> [Aim of the task]: Write out, precisely and in full, each line of the material.

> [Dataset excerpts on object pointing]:
***
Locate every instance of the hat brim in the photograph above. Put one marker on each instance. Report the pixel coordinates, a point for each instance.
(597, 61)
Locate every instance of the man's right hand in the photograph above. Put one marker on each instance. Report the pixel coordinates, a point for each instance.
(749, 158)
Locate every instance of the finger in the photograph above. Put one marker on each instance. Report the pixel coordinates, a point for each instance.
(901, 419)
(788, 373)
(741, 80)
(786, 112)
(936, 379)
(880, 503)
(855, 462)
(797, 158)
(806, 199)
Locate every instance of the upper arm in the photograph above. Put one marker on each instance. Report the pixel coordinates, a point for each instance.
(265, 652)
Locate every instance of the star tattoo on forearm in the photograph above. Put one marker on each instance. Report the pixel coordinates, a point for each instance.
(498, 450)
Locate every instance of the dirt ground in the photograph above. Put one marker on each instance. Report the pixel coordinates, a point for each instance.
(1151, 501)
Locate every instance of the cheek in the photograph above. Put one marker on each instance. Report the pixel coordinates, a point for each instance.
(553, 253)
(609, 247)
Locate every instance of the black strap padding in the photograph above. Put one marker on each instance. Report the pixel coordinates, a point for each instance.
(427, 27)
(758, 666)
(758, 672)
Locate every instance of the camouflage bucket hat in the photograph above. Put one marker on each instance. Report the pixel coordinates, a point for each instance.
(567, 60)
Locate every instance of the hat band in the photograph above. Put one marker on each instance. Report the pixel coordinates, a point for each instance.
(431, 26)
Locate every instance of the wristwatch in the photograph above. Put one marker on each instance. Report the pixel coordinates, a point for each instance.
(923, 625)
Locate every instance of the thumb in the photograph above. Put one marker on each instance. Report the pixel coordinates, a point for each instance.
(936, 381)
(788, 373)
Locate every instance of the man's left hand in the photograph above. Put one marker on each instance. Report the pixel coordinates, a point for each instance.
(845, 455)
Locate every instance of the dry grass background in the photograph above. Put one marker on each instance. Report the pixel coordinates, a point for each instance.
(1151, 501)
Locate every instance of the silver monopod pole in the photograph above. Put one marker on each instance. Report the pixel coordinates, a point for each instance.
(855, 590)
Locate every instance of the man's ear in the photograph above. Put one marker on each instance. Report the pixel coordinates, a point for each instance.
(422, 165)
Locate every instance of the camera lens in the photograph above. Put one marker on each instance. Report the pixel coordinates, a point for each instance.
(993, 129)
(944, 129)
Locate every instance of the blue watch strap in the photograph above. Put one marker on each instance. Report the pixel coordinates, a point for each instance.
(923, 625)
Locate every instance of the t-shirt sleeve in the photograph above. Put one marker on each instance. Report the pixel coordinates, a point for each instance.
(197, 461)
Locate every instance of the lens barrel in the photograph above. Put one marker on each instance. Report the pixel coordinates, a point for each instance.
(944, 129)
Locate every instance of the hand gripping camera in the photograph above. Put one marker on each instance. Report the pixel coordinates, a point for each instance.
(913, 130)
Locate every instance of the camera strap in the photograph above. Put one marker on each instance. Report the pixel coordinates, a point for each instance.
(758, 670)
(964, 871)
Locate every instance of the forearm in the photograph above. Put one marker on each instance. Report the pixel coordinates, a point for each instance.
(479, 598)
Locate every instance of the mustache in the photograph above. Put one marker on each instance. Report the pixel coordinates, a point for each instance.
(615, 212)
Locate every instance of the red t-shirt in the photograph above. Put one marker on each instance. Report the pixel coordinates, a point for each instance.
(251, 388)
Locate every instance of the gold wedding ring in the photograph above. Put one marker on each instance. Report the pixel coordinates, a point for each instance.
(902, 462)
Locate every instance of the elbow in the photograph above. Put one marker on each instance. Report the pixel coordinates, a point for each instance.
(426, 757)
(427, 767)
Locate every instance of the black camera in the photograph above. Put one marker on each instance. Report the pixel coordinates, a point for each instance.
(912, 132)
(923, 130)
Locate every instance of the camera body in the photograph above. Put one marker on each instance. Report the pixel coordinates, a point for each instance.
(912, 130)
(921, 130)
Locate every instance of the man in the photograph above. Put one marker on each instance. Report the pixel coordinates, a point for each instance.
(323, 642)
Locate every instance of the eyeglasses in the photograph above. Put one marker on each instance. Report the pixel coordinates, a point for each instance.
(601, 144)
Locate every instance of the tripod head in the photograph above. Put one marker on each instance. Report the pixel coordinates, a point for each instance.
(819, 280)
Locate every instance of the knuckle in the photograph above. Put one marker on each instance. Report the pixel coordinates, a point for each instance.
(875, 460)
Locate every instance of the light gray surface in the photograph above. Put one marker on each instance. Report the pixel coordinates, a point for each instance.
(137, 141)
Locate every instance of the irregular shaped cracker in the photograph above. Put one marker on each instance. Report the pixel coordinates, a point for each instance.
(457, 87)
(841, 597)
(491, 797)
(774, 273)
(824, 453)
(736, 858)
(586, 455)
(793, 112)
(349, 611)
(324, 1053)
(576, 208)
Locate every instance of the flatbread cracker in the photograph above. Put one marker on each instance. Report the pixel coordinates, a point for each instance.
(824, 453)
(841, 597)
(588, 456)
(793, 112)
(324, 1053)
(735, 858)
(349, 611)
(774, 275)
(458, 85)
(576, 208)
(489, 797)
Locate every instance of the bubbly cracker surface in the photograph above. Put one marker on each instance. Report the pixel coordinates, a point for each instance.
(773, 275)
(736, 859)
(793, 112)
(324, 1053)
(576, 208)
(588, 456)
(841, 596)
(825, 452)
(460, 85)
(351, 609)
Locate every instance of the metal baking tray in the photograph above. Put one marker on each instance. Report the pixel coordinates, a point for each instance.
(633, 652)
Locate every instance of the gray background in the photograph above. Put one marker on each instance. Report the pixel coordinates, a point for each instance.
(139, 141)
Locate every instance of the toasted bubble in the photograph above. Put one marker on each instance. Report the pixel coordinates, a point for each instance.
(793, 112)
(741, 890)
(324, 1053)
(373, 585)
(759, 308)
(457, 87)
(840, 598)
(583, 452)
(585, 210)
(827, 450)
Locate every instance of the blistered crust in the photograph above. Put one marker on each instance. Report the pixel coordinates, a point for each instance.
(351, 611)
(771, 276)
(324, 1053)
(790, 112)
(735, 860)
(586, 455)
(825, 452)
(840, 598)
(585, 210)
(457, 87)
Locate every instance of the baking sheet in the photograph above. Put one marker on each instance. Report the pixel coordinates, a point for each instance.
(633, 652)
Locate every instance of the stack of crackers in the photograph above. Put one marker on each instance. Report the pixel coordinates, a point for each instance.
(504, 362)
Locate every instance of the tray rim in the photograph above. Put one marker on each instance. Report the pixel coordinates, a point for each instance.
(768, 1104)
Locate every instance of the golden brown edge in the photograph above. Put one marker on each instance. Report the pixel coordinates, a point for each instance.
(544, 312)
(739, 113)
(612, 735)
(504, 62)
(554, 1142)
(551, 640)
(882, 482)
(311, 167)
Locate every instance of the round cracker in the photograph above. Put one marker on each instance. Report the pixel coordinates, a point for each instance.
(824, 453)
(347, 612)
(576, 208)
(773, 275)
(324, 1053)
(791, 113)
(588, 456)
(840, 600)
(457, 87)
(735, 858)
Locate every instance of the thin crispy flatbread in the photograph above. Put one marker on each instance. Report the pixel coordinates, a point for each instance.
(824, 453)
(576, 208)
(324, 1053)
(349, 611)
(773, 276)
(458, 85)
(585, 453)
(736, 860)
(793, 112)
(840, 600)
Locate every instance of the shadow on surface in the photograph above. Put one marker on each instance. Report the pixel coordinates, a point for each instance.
***
> [Response to the task]:
Locate every instance of the hat brim in the photograph above. Put one marker on each instance. Report the pixel coordinates, a point for each instance.
(597, 61)
Locate every instance of the man's right hand in the photograph above. Put one marker on each instance. Report the pixel coordinates, a point for each instance.
(749, 158)
Locate every instance of the finger in the photograph above. Put one marker on each instance. Report the pixel coordinates, a point for each instance.
(901, 419)
(788, 373)
(741, 80)
(786, 112)
(936, 379)
(880, 503)
(855, 462)
(797, 158)
(806, 199)
Locate every instance of the upper arm in the photograph above. Put one marker on each instance. Report the pixel coordinates, a point for each instance.
(265, 652)
Locate every instance of the star tattoo on forearm in the photograph above. Put one marker on each instance. Report the pixel coordinates, a point for each instance.
(498, 450)
Locate every instance of the dirt ground in the photograph above. Put one marker on each instance. Report the pixel coordinates, a point for each instance.
(1151, 501)
Locate every instance of the cheek in the photograph above. Put one marker on each instance. Report the pixel coordinates, a point for each instance.
(553, 253)
(609, 247)
Locate every instance of the black strap padding in the photograph above. Put one marker on each instance. Report the pixel coordinates, a point for each instance.
(427, 27)
(758, 666)
(758, 672)
Locate every instance of the camouflage bucket hat in the photograph above. Put one marker on each instance. Report the pixel coordinates, a point for each instance.
(567, 60)
Locate every instance of the hat band in the photograph above. Put one marker on each instance. Report the pixel coordinates, a point for each instance.
(431, 26)
Locate every instance of the wristwatch in the photograph above. Put one marker on each instance. Report the pixel coordinates, a point for each instance.
(923, 625)
Locate every instance of the thumb in the photograph above. Put one marker on each instance. Report the pixel coordinates, a point for each instance.
(936, 381)
(788, 373)
Locate every instance of the man's left hand in the photograph above. Put one marker on each instance. Report the pixel coordinates, a point for each instance.
(845, 455)
Locate every instance of the dry grass background in the photograph above. Put one marker on each instance. Report the pixel coordinates, a point for each instance.
(1151, 501)
Locate every instance of the silver monopod pole in the photograph above. Put one marker on each instance. Report the pixel coordinates, a point for each instance.
(855, 590)
Locate every instance of the man's ear in the photograph above. Put one marker on each instance. Report the pixel coordinates, a point for each instance.
(422, 165)
Locate every instance of the camera lens in the photograph above. Put one marker on each instance. Report the pixel coordinates, a point for each instance.
(993, 129)
(944, 129)
Locate every instance of the blue watch strap in the photograph above. Put one marker on each instance. Report the pixel coordinates, a point for each instance.
(923, 625)
Locate every instance of the t-shirt sleeve in the photograph above. Put one marker on each instance. Report the pixel coordinates, a point for each instance.
(197, 461)
Locate every instance of the lens barrel in the photograph above. Put one marker on each instance. Report the pixel coordinates, a point for each instance.
(944, 129)
Locate every instance of the hand gripping camera in the photograph above. Put one marker on each instance. Report the pixel coordinates, a point for each instance.
(913, 130)
Locate every instance of the camera strap in the photograph above. Put one marker on each instance. Report the pixel coordinates, a point for each instance.
(758, 670)
(964, 871)
Locate every instance of the forearm in the photograph above. Put one marker on each instance. Report the pixel coordinates, a point for each instance.
(479, 598)
Locate every instance of the mustache in the photograph above. Put one marker on each instance. Report the pixel coordinates, a point for each instance.
(615, 212)
Locate every instance of the red t-shirt in the photograph above. Put one marker on each instance. Report the pixel coordinates, a point for each instance.
(251, 388)
Locate every instance of the gold wedding ring in the photograph above. Put one marker on each instance. Report the pixel coordinates, a point for each instance.
(902, 462)
Locate every instance of the elbow in the photograph above. Put one marker on each instance. Report the pixel coordinates, a point for each instance.
(426, 757)
(427, 767)
Locate every instance of the black camera in the photograph above. Put one marker on each instance. Report the pixel coordinates, a point for each instance.
(912, 132)
(923, 130)
Locate every instance of the camera body in the photograph above. Put one marker on each instance. Report the pixel coordinates, a point for each instance.
(912, 130)
(921, 130)
Locate every instance of the man in the photograph above. Put one marker on each instance. Report the pixel coordinates, a point for each instance.
(323, 642)
Locate every instance of the eyeglasses in the photograph above. Put one marker on each instance. Report the pixel coordinates, a point for each instance.
(601, 144)
Locate every instance of the tripod head in the photograph above. Put one marker on each instance. Report the pixel coordinates, a point for each instance.
(819, 280)
Locate every instance of the knuckle in the photograph above. Put one marker on each instance. Report the pixel coordinates, a point for each instance.
(875, 460)
Locate every instance of the light gray surface in the photograph above. Put one marker on each instance. Report the pixel coordinates, a point for each instance.
(137, 141)
Locate every instance of the irregular shaped cracker in the photograph above. Put one marker on each instance. Report the pixel coordinates, a point for each instance.
(457, 87)
(841, 597)
(491, 797)
(774, 273)
(824, 453)
(736, 858)
(586, 455)
(793, 112)
(349, 611)
(324, 1053)
(576, 208)
Locate every instance of the flatbread cracker in the photograph above. Put one marker on each instance. Report the pixel coordinates, a point for each instance.
(824, 453)
(841, 597)
(588, 456)
(793, 112)
(324, 1053)
(735, 858)
(349, 611)
(774, 275)
(458, 85)
(576, 208)
(489, 797)
Locate every instance of the bubbly cracker surface in the photograph above. Put one marker on each instance. Report the pixel coordinates, a point for each instance.
(773, 275)
(736, 859)
(793, 112)
(324, 1053)
(576, 208)
(588, 456)
(841, 596)
(825, 452)
(460, 85)
(351, 609)
Locate every instance of the metal baking tray in the photograph above. Put one marker on each instance. Report the pixel coordinates, a point for each instance.
(633, 652)
Locate every instance of the gray background in the photograph above. Put one marker on each instance. Report the pixel coordinates, a point for each instance.
(139, 141)
Locate every instance of the toasted bubble in the photograph above. Put one marker on each instance. Report the pixel coordinates, a point for each instance.
(793, 112)
(741, 890)
(324, 1053)
(373, 585)
(759, 308)
(457, 87)
(840, 598)
(583, 452)
(585, 210)
(827, 450)
Locate every instance of the blistered crust in the photograph above. Put one marker on each instance. Report the pixel coordinates, a point for each instance.
(351, 611)
(771, 276)
(324, 1053)
(790, 112)
(735, 860)
(586, 455)
(825, 452)
(840, 598)
(585, 210)
(457, 87)
Locate every instance of the baking sheet in the photograph above. Put one marker on each instance. Report the pixel coordinates, a point for each instance.
(633, 652)
Locate every instance of the stack of crackers in the photograph above. Put one marker on each instance. Report the pixel coordinates, a point for each instance.
(504, 362)
Locate every instance of the tray rim in the photograph above. Put one marker on each instance. Report the pixel coordinates, a point for each instance.
(768, 1104)
Locate every instance of the golden brown edge in the photograph above. Put one marker on each instance. Report the pixel coordinates, a point for each instance.
(544, 312)
(739, 113)
(612, 735)
(504, 62)
(554, 1142)
(551, 640)
(882, 482)
(311, 167)
Locate every instance of the round cracker in the photograph above. Put one marker on each instance. Report the pixel coordinates, a point for each instance.
(824, 453)
(347, 612)
(576, 208)
(773, 275)
(324, 1053)
(791, 113)
(588, 456)
(840, 600)
(457, 87)
(735, 858)
Locate every instance of the thin crispy flatbread in the photograph above. Put one marker on each instance. Report the pixel coordinates, a point for each instance.
(824, 453)
(576, 208)
(324, 1053)
(349, 611)
(773, 276)
(458, 85)
(585, 453)
(736, 860)
(793, 112)
(840, 600)
Locate every instance of the shadow on surface in the photograph above. Put one marker on each instance. Report the pixel coordinates, a point for each instance.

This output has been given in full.